#### [Exercise description]
Reproduce every line of the data from the line that contains "Where can the firefighter's dark" through the end, keeping all other text unchanged and multiplying each coordinate in the answers by 1.75, rounded to whole numbers with halves going up.

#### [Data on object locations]
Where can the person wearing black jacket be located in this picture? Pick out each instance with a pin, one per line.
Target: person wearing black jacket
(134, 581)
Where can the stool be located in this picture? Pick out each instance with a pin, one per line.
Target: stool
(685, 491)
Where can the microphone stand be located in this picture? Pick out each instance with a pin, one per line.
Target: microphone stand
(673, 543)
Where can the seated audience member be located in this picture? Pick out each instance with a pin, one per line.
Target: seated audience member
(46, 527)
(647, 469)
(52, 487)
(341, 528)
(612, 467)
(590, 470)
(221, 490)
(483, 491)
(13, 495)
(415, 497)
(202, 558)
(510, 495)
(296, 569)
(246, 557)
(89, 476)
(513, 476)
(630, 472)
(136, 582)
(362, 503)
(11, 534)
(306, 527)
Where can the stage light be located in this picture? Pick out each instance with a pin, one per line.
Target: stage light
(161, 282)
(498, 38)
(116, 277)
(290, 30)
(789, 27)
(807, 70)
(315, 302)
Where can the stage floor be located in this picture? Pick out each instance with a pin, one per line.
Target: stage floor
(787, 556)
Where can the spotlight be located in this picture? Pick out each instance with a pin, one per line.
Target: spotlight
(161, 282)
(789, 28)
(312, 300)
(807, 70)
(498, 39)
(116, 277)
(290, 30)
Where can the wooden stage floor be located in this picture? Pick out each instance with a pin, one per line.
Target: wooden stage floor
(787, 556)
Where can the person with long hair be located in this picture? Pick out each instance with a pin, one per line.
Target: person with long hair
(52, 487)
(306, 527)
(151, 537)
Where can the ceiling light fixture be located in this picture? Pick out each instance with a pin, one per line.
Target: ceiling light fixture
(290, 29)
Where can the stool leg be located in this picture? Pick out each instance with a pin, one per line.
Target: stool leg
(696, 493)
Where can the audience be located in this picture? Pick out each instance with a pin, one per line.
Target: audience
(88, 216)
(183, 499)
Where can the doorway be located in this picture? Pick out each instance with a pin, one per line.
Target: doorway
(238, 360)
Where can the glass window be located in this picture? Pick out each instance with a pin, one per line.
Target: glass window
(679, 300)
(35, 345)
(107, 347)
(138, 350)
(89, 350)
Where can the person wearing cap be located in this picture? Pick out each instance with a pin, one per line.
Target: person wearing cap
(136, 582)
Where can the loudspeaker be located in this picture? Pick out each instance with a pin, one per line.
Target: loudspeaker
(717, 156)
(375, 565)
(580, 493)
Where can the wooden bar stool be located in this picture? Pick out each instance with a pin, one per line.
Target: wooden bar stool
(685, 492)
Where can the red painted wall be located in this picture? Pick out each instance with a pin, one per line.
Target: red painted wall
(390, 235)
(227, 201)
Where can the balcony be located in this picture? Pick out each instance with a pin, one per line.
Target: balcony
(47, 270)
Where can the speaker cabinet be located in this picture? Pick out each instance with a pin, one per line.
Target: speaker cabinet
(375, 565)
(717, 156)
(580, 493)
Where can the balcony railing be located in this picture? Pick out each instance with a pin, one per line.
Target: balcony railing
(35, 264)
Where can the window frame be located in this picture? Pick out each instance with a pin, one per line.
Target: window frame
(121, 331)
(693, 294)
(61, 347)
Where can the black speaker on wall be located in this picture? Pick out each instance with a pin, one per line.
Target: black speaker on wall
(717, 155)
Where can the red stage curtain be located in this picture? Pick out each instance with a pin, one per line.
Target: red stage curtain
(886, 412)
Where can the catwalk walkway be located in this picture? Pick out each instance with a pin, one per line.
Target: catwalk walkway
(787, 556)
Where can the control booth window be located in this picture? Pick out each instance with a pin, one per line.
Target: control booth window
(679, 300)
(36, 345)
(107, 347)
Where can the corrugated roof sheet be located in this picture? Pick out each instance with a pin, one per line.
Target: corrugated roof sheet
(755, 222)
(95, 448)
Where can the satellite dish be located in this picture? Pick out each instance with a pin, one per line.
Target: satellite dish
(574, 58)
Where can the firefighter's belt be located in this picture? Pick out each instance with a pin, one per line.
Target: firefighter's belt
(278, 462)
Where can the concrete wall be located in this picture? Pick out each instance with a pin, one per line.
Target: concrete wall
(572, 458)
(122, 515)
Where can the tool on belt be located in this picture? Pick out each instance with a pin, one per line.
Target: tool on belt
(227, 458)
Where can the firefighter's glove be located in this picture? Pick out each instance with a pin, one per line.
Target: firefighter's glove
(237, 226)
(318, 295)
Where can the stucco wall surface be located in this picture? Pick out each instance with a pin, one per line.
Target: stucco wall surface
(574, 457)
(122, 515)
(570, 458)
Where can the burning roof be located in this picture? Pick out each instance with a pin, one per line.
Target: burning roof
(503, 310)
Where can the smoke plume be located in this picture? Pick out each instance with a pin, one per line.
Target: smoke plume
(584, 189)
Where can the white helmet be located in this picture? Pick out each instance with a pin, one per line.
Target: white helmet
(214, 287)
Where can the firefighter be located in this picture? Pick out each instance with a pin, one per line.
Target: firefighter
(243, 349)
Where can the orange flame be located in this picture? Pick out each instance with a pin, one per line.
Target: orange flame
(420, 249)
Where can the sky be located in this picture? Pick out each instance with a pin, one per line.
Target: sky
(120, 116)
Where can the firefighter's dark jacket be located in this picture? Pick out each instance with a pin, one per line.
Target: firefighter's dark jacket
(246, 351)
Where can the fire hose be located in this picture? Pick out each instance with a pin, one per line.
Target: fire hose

#### [The completed task]
Where can the firefighter's dark jacket be located in this picture? Pick out each instance with a pin, one per line.
Target: firefighter's dark jacket
(431, 614)
Where can the fire hose be located in this picture? Pick out each instance with a pin, one per line.
Target: fire hose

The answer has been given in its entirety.